Your instructions
Word for word, reproduce all of the entries shown below.

Extracted records:
····················

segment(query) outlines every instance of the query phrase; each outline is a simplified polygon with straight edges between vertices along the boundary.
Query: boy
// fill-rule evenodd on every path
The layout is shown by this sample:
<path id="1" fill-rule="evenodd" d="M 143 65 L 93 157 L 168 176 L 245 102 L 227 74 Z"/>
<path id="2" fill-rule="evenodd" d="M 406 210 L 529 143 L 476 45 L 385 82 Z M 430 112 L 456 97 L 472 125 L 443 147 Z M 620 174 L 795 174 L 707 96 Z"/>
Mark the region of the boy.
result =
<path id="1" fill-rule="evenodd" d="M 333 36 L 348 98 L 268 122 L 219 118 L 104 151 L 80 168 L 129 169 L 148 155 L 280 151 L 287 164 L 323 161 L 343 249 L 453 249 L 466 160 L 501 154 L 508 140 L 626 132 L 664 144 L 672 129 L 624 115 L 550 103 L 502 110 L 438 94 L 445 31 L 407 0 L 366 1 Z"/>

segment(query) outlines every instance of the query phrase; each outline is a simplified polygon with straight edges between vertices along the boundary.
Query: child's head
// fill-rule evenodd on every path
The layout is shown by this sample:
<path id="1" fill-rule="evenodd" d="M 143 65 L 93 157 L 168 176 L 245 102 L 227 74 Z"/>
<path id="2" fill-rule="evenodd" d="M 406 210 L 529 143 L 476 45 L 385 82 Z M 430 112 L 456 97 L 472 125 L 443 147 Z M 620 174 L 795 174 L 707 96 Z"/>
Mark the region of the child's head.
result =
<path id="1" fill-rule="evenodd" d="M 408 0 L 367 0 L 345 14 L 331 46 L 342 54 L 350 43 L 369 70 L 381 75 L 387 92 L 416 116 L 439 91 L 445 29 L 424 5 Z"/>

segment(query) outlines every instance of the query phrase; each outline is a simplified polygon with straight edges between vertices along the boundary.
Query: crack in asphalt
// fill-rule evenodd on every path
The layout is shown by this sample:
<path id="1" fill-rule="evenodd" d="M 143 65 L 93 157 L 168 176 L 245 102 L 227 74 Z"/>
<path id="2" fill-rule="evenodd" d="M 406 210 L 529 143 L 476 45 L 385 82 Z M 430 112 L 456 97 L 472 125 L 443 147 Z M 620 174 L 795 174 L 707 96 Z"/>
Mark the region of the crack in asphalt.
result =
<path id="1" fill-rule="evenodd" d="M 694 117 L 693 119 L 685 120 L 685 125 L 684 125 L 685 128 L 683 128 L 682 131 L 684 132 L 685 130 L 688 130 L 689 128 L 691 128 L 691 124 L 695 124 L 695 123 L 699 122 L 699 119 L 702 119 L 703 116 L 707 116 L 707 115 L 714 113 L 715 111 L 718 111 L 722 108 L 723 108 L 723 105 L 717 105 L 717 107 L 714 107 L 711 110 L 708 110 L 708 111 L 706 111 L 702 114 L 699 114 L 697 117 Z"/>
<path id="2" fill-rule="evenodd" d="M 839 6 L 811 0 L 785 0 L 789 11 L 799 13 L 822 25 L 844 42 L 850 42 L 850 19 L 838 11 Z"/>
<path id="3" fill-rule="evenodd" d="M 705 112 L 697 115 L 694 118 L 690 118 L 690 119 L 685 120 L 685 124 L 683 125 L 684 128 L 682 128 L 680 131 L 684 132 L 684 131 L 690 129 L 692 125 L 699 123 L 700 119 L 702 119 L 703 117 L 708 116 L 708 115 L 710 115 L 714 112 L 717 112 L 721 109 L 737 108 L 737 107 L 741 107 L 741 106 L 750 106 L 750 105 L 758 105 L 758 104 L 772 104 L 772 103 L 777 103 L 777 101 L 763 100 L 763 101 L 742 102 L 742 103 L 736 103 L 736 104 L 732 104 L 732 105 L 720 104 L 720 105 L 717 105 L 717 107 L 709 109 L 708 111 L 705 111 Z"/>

····················

Reply to the exercise
segment(query) outlines every instance of the query phrase; each outline is a simplified polygon with straight edges between vertices along the boundary.
Query: boy
// fill-rule evenodd on every path
The layout is shown by this sample:
<path id="1" fill-rule="evenodd" d="M 143 65 L 93 157 L 168 176 L 245 102 L 227 74 Z"/>
<path id="2" fill-rule="evenodd" d="M 406 210 L 529 143 L 476 45 L 385 82 Z M 430 112 L 456 97 L 472 125 L 443 147 Z M 620 174 L 795 174 L 707 96 Z"/>
Mark the region of the boy.
result =
<path id="1" fill-rule="evenodd" d="M 333 36 L 348 98 L 268 122 L 219 118 L 104 151 L 80 168 L 129 169 L 148 155 L 280 151 L 287 164 L 323 161 L 343 249 L 453 249 L 466 160 L 501 154 L 508 140 L 626 132 L 664 144 L 672 129 L 624 115 L 550 103 L 502 110 L 438 94 L 445 31 L 407 0 L 366 1 Z"/>

segment(query) outlines every instance of the query phrase; each outline is a simplified polygon with straight edges between vertices along the boundary.
Query: child's head
// fill-rule evenodd on every path
The layout is shown by this sample:
<path id="1" fill-rule="evenodd" d="M 143 65 L 93 157 L 168 176 L 245 102 L 227 74 Z"/>
<path id="2" fill-rule="evenodd" d="M 406 210 L 529 143 L 476 45 L 385 82 Z M 430 112 L 456 97 L 472 125 L 443 147 Z M 620 174 L 795 174 L 707 96 Z"/>
Mark the region of the child's head.
result =
<path id="1" fill-rule="evenodd" d="M 408 0 L 367 0 L 345 14 L 331 46 L 342 54 L 350 43 L 369 70 L 381 75 L 387 92 L 416 116 L 439 91 L 445 29 L 424 5 Z"/>

segment(query) outlines every instance of the query phrase; each outline is a simplified polygon with straight edges between vertices along the boundary.
Query: crack in asphalt
// fill-rule evenodd on every path
The layout is shown by this sample:
<path id="1" fill-rule="evenodd" d="M 143 65 L 93 157 L 168 176 L 245 102 L 227 74 Z"/>
<path id="2" fill-rule="evenodd" d="M 406 210 L 529 143 L 476 45 L 385 82 Z M 430 112 L 456 97 L 472 125 L 443 147 Z M 620 174 L 795 174 L 707 96 Z"/>
Mark the region of the crack in asphalt.
result =
<path id="1" fill-rule="evenodd" d="M 694 117 L 693 119 L 685 120 L 685 125 L 684 125 L 685 128 L 683 128 L 682 131 L 684 132 L 685 130 L 688 130 L 689 128 L 691 128 L 691 124 L 695 124 L 695 123 L 699 122 L 699 119 L 702 119 L 703 116 L 707 116 L 707 115 L 714 113 L 715 111 L 718 111 L 722 108 L 723 108 L 723 105 L 717 105 L 717 107 L 714 107 L 711 110 L 708 110 L 708 111 L 706 111 L 702 114 L 699 114 L 697 117 Z"/>
<path id="2" fill-rule="evenodd" d="M 839 6 L 811 0 L 785 0 L 789 11 L 799 13 L 822 25 L 844 42 L 850 42 L 850 19 L 838 11 Z"/>
<path id="3" fill-rule="evenodd" d="M 705 112 L 697 115 L 694 118 L 690 118 L 690 119 L 685 120 L 685 124 L 683 125 L 684 128 L 682 128 L 680 131 L 684 132 L 684 131 L 690 129 L 692 125 L 699 123 L 700 119 L 702 119 L 703 117 L 708 116 L 708 115 L 710 115 L 714 112 L 717 112 L 721 109 L 737 108 L 737 107 L 741 107 L 741 106 L 750 106 L 750 105 L 758 105 L 758 104 L 772 104 L 772 103 L 777 103 L 777 101 L 763 100 L 763 101 L 742 102 L 742 103 L 736 103 L 736 104 L 732 104 L 732 105 L 720 104 L 720 105 L 717 105 L 717 107 L 709 109 L 708 111 L 705 111 Z"/>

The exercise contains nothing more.